Dataset rows:
** start **
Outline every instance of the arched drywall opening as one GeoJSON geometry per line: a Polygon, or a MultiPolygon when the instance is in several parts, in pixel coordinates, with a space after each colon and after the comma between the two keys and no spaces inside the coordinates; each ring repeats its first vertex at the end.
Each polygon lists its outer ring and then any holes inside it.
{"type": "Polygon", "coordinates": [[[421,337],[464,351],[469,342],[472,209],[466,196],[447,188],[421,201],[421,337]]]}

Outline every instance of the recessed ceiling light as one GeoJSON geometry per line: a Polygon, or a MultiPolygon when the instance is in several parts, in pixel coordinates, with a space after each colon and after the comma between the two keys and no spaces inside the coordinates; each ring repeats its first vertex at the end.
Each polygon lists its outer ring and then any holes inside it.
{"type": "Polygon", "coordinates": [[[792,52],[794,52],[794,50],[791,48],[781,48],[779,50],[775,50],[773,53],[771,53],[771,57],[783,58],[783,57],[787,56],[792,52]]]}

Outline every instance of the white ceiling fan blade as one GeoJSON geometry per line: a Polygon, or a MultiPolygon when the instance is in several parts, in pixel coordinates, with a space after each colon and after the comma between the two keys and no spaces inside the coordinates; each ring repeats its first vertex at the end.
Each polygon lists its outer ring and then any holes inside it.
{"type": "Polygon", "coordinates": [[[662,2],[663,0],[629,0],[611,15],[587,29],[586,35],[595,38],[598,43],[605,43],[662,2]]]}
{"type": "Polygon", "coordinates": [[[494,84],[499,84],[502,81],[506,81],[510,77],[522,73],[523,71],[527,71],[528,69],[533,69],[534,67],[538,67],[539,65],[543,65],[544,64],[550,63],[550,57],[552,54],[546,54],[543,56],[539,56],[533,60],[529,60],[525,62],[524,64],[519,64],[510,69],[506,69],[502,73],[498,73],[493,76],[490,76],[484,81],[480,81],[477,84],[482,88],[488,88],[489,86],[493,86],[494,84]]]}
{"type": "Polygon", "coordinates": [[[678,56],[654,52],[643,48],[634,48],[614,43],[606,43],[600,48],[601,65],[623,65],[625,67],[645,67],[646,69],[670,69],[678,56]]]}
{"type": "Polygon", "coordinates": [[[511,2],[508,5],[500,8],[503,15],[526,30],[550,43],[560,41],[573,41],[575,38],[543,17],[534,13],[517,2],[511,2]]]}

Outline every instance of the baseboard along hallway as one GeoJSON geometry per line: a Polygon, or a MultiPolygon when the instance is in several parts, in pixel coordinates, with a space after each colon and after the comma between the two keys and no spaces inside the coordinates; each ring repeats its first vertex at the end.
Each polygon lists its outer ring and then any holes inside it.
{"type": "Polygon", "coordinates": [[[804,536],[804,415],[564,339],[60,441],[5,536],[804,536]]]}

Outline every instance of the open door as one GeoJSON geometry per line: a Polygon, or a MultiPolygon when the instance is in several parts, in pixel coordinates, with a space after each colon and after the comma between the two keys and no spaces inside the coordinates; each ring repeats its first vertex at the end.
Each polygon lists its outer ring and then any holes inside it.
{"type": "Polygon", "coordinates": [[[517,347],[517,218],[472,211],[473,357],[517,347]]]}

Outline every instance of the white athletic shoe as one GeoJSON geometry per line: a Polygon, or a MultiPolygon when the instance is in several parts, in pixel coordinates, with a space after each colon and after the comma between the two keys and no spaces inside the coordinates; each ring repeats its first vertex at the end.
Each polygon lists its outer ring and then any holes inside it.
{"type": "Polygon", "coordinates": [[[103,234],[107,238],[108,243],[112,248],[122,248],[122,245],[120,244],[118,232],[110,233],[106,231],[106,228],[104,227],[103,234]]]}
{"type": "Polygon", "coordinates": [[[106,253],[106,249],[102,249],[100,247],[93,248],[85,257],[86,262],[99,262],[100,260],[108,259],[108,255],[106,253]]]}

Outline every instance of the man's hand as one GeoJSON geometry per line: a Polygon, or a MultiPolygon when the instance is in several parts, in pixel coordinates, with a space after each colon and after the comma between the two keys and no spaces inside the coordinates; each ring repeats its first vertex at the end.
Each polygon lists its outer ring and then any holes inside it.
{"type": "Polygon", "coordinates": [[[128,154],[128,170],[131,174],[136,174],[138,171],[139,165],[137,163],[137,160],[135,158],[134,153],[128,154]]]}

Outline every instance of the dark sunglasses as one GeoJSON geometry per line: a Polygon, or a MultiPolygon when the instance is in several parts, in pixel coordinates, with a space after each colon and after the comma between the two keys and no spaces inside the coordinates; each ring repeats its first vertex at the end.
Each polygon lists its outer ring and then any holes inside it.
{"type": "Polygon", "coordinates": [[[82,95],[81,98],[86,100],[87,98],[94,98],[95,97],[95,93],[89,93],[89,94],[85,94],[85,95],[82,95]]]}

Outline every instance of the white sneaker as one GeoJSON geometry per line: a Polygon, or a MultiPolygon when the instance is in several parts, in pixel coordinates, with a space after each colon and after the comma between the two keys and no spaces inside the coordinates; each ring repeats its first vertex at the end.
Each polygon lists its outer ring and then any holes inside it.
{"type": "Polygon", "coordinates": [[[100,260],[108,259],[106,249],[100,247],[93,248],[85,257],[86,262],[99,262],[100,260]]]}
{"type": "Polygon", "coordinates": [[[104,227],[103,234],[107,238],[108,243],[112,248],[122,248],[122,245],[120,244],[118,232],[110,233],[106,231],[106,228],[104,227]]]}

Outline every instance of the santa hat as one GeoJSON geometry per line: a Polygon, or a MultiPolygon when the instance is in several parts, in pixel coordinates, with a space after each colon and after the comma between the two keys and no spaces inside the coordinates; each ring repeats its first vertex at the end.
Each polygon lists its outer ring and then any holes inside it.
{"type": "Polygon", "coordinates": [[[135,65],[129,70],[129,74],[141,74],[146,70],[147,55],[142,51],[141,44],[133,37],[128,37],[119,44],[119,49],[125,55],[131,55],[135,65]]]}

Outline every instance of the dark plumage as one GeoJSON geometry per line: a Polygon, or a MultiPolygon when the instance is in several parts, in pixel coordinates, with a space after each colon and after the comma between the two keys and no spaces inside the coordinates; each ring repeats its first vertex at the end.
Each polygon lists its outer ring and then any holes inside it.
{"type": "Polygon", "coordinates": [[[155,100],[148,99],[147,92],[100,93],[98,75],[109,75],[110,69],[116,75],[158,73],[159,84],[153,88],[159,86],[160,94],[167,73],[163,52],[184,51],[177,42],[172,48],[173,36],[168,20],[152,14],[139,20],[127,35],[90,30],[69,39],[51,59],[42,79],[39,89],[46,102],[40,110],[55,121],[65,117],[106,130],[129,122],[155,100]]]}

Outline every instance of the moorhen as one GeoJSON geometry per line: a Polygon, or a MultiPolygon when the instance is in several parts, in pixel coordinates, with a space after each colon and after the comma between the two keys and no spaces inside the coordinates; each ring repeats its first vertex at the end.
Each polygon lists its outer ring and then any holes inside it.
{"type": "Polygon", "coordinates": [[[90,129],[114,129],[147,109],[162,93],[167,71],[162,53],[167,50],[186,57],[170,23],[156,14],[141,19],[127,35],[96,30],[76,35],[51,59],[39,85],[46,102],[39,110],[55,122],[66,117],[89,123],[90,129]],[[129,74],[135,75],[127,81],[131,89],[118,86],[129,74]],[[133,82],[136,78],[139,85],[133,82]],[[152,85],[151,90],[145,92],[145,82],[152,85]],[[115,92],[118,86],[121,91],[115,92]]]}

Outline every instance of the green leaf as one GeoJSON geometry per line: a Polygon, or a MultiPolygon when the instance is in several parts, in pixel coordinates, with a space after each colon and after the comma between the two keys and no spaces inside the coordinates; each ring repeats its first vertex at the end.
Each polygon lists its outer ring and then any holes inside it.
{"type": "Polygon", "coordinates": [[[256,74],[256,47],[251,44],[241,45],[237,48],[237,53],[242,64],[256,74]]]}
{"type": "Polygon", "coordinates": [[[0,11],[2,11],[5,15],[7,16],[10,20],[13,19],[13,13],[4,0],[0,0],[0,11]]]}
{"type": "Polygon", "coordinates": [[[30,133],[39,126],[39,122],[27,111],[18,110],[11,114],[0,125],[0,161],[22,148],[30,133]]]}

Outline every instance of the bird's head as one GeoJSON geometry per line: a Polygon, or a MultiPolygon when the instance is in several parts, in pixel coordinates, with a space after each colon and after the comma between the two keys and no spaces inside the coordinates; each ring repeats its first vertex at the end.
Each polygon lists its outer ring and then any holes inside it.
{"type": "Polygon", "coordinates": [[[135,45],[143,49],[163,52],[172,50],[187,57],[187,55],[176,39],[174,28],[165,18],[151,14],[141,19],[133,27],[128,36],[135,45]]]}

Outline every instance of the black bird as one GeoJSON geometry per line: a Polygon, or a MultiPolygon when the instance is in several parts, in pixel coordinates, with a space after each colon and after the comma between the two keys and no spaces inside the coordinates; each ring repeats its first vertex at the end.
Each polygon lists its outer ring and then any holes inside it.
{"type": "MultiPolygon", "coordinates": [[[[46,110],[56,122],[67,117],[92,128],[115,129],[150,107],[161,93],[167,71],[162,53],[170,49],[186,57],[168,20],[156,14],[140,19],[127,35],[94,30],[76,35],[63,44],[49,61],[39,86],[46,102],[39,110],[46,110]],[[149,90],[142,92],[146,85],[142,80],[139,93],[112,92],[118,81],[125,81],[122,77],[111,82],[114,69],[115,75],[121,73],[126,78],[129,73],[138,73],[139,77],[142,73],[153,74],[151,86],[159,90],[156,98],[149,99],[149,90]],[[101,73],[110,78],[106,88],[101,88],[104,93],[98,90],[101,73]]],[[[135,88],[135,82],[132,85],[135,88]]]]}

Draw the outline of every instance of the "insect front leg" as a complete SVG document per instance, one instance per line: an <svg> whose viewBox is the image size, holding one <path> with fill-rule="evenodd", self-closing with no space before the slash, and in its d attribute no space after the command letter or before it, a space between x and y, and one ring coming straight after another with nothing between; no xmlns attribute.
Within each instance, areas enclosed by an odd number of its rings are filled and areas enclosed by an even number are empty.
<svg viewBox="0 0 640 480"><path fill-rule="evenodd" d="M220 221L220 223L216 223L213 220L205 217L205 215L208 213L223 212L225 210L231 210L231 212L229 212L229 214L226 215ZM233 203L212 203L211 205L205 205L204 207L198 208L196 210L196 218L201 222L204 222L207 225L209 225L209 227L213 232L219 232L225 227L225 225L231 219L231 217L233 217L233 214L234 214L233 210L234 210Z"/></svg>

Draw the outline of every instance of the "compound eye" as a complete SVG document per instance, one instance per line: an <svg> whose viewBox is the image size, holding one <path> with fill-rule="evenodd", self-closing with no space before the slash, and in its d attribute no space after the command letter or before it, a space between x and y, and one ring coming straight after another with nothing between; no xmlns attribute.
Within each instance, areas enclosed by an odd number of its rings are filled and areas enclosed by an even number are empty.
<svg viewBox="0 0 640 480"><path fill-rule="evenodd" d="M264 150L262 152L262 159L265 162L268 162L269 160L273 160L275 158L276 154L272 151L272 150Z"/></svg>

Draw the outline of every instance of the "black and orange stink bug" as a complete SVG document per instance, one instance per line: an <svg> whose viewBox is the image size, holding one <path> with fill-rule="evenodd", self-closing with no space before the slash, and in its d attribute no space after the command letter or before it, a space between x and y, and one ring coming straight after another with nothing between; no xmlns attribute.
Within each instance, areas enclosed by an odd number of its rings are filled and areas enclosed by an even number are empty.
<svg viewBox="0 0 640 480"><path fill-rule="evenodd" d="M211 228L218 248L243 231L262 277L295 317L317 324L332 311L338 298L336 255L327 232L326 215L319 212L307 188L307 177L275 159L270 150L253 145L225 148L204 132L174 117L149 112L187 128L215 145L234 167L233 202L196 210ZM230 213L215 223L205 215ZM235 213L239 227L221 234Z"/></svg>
** end **
▸ Work required: Locate every line in the data above that contains the word "black" and copy each of those lines. Letter case matters.

▸ Exercise output:
Outline every instance of the black bird as one GeoJSON geometry per line: a Polygon, or a MultiPolygon when the instance is in several parts, in pixel coordinates, with a space after each colon and after the comma between the two keys and no spaces inside the coordinates; each ring repeats its first vertex at the end.
Draw the outline of every instance of the "black and orange stink bug" as a complete SVG document per instance, one instance per line: an <svg> whose viewBox is the image size, holding one <path> with fill-rule="evenodd", self-closing with no space before the slash, and in its d attribute no space after the command letter or before it, a space between x and y, and one ring coming straight after another with nothing between; no xmlns attribute.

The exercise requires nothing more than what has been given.